Before Easter, on Good Friday, Charlie and I went to St. Albans Cathedral to look around. Neither of us are particularly formal about our faith, both of us brought up CofE, both of us nostalgic for it, both of us particularly fond of a nice bit of Evensong (who isn't? That beautiful choral music!) but neither of us that interested. But, oh my goodness! What an amazing experience to spend a few minutes inside one of the most beautiful cathedrals (and with the longest nave) in the country when the most beautiful liturgy, the saddest one in the Christian faith, is being sung. I found myself staring up at those beautiful ceilings with the tears running down my face.
And then there is the other cathedral. This one:
This is where you must go. This is where you discover the great release of the knowledge that you are merely the tiniest part of the whole, that you are just a fragment and there is an enormous, infinite, intricate, beautiful fabric that makes up the universe, of which you are an intrinsic, albeit miniscule part. I think that realization is the truly mind-blowing one.

▶ _Items contained in a dataset_:
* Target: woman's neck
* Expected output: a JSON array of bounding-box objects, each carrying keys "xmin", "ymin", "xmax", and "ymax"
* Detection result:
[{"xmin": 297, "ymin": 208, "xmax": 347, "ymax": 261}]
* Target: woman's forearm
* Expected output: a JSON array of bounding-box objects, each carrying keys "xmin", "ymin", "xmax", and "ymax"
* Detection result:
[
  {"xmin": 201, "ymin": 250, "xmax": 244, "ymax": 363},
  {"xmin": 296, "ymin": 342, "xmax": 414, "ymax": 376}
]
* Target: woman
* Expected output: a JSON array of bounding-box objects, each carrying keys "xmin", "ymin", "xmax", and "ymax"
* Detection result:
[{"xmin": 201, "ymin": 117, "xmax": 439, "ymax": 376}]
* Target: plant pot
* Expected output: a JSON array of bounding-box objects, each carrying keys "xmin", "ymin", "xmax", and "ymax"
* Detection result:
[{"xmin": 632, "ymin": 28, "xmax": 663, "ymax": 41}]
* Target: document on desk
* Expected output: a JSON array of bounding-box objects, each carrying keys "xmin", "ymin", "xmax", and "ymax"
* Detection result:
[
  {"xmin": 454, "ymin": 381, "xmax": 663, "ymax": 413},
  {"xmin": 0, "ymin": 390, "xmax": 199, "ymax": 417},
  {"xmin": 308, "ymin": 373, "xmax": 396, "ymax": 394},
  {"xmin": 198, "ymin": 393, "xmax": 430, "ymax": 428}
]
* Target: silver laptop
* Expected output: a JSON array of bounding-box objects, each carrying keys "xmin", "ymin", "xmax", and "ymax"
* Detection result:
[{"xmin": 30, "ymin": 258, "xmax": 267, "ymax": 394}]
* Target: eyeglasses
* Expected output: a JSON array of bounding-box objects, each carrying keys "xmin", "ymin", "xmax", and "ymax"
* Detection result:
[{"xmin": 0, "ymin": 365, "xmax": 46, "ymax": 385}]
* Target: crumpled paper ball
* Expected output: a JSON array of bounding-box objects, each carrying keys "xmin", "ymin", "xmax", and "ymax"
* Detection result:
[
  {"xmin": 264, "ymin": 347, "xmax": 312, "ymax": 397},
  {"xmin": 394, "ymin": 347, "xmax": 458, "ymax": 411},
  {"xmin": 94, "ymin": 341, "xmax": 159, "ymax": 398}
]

▶ _Work instruction_:
Please name the cathedral that Charlie and the writer visited on Good Friday, according to the cathedral passage. The items have no role here.

▶ _Exercise solution_:
St. Albans Cathedral.